Items from a labeling collection:
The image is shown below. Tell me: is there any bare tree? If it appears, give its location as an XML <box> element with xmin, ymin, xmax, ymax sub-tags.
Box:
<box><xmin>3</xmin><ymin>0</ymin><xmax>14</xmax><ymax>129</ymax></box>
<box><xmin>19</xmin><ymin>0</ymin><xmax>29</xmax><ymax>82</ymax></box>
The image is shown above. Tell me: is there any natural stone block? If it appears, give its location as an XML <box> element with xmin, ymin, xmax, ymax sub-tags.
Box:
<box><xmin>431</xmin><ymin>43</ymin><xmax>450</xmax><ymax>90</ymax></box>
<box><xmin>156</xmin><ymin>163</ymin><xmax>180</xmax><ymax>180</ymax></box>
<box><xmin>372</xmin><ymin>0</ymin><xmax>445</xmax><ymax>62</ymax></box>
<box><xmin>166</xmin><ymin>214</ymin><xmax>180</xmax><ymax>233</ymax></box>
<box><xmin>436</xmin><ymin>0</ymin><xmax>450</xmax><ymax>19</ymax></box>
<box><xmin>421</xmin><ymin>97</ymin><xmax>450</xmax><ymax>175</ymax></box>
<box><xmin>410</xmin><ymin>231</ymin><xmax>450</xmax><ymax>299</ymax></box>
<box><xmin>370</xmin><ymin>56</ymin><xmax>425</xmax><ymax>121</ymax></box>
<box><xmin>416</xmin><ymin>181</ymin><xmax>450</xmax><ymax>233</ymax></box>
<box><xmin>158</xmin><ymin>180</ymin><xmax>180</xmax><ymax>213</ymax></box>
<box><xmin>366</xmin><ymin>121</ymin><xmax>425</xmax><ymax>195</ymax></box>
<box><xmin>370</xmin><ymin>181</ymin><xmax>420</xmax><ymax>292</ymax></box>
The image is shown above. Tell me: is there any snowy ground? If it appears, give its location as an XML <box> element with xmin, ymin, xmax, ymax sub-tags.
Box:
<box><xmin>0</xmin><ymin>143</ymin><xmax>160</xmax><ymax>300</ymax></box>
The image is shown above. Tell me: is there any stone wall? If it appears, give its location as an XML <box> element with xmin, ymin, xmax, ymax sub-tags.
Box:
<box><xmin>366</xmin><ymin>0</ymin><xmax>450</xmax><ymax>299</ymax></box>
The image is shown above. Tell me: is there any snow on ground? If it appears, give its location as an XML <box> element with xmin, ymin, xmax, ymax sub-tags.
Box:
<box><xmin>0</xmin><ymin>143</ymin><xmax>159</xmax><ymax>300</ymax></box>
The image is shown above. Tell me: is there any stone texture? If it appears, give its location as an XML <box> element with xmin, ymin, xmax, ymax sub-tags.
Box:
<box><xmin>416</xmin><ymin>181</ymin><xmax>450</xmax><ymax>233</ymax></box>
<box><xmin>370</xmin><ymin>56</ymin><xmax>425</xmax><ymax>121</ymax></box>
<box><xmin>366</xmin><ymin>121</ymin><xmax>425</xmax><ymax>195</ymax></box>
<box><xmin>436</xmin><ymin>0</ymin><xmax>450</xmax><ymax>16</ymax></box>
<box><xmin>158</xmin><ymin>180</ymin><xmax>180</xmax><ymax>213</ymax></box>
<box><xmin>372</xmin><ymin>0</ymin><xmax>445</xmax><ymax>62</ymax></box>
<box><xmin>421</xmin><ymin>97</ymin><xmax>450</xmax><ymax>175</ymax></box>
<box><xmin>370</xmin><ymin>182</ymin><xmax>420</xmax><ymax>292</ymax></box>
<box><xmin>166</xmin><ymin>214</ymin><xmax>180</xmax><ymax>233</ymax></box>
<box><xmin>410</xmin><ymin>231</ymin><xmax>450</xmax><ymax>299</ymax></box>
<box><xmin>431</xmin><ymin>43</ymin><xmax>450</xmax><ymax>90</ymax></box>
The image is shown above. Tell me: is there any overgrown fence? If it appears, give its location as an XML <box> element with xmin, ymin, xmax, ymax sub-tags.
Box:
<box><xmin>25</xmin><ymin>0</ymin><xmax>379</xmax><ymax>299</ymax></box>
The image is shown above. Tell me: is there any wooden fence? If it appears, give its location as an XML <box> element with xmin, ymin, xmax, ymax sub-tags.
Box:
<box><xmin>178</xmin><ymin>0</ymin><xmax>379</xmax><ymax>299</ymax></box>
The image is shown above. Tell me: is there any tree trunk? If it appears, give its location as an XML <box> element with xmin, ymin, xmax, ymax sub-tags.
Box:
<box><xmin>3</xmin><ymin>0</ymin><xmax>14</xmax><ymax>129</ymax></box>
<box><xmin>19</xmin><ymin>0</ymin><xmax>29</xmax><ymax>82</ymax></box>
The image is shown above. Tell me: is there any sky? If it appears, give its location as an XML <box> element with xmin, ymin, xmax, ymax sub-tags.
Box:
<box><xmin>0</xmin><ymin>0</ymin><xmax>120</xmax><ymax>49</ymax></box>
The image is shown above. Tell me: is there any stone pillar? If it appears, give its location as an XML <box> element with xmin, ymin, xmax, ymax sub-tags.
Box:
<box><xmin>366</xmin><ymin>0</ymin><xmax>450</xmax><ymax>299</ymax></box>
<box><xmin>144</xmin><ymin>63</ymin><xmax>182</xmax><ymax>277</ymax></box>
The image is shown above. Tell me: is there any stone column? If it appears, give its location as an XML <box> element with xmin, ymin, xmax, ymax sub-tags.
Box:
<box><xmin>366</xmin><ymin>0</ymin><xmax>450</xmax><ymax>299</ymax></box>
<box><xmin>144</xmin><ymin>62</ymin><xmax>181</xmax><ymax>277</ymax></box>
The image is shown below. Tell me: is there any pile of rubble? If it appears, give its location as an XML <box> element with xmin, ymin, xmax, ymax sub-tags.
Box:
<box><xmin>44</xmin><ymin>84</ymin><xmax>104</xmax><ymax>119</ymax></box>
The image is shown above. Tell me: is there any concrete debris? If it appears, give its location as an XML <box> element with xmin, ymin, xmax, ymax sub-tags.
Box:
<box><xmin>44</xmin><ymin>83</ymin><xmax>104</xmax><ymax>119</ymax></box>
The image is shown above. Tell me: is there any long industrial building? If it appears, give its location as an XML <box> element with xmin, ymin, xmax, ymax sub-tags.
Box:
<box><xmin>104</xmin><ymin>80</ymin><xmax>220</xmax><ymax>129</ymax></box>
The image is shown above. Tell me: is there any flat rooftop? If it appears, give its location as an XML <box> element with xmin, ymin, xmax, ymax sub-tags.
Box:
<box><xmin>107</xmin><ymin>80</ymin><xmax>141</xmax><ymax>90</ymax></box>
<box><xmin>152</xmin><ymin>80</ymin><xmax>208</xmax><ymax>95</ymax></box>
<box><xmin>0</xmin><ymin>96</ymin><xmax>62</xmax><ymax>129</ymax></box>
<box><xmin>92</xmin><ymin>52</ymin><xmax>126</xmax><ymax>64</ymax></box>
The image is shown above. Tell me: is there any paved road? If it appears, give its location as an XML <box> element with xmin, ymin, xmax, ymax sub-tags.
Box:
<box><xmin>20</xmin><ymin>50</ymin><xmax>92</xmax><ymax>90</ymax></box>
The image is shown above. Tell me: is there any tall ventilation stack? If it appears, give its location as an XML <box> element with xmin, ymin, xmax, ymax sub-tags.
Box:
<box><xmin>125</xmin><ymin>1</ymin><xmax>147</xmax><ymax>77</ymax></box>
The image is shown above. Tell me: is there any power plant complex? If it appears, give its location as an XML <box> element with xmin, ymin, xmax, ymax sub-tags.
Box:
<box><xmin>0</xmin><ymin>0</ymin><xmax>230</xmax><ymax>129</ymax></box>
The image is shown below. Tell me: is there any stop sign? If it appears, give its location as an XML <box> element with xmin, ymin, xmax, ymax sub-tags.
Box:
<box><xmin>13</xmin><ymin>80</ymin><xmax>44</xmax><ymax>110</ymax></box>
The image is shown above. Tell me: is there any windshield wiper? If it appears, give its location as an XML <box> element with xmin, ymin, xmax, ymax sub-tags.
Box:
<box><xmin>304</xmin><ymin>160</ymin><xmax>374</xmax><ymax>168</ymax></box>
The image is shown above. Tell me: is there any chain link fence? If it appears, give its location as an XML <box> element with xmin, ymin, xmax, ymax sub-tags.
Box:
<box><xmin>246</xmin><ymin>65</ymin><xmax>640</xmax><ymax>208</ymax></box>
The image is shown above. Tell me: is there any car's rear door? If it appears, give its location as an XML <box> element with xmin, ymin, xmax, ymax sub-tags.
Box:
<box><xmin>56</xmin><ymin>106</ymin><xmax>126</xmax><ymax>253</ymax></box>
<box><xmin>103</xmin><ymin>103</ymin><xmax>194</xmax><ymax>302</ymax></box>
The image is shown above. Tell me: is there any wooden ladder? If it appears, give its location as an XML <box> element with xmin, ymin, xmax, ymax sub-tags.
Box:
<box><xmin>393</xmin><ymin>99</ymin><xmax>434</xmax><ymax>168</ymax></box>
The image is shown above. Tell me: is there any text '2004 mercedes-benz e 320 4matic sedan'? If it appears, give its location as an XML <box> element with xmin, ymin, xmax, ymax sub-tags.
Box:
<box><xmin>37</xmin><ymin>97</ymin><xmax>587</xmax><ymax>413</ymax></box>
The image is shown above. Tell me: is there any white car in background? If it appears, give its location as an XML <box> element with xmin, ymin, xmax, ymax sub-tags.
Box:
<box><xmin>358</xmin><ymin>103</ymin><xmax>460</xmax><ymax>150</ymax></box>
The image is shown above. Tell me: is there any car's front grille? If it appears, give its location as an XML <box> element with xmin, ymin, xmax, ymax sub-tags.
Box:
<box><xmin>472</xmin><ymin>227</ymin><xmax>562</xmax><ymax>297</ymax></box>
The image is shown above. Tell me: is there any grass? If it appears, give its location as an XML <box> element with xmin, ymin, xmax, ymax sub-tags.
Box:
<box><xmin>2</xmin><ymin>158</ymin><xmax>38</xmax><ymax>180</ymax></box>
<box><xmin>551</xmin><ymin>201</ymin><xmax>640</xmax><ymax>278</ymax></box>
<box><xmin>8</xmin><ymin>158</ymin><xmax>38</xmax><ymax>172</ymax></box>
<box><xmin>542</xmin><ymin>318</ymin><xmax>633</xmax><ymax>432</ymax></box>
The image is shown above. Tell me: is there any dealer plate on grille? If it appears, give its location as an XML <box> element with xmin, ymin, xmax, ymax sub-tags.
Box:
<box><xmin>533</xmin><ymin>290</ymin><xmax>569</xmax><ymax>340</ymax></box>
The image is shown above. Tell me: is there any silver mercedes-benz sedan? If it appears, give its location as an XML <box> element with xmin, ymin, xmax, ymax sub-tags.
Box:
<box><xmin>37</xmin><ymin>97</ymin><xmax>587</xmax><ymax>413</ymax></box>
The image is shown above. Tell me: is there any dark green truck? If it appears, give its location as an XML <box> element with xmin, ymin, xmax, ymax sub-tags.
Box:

_BRIEF_. Repeat only the lines running from the line that contains "The image is shown above. Tell me: is there any white" through the last line above, inclusive.

_THE RESPONSE_.
The image is shown above. Tell me: is there any white car in background? If it appears, give its location as an XML <box> element with xmin, ymin, xmax, ymax sub-tags.
Box:
<box><xmin>358</xmin><ymin>103</ymin><xmax>460</xmax><ymax>150</ymax></box>
The image is shown above. Tell me: is there any car's front grille? If it appears, give its location as an XML <box> element with xmin, ymin, xmax, ymax sub-tags.
Box:
<box><xmin>472</xmin><ymin>227</ymin><xmax>562</xmax><ymax>297</ymax></box>
The image is shown above. Tell me: is there any grass? If it appears, give its location as an XML <box> element with xmin, ymin, xmax, ymax sub-tags.
Box:
<box><xmin>2</xmin><ymin>158</ymin><xmax>38</xmax><ymax>180</ymax></box>
<box><xmin>551</xmin><ymin>201</ymin><xmax>640</xmax><ymax>278</ymax></box>
<box><xmin>8</xmin><ymin>158</ymin><xmax>38</xmax><ymax>172</ymax></box>
<box><xmin>542</xmin><ymin>318</ymin><xmax>633</xmax><ymax>432</ymax></box>
The image is shown above. Tell me: is there any dealer plate on grille? If it appears, give its location as an XML <box> element with xmin, ymin, xmax, ymax sub-tags.
Box:
<box><xmin>533</xmin><ymin>290</ymin><xmax>569</xmax><ymax>340</ymax></box>
The image is shown above. Tell me: is there any silver mercedes-benz sedan? If it appears, give its location as an XML <box> element with xmin, ymin, xmax, ymax sub-tags.
Box:
<box><xmin>37</xmin><ymin>97</ymin><xmax>587</xmax><ymax>413</ymax></box>
The image is shown above. Tell me: is there any dark green truck? If it appears, give its location as an XML <box> element with xmin, ymin, xmax, ymax sub-tags.
Box:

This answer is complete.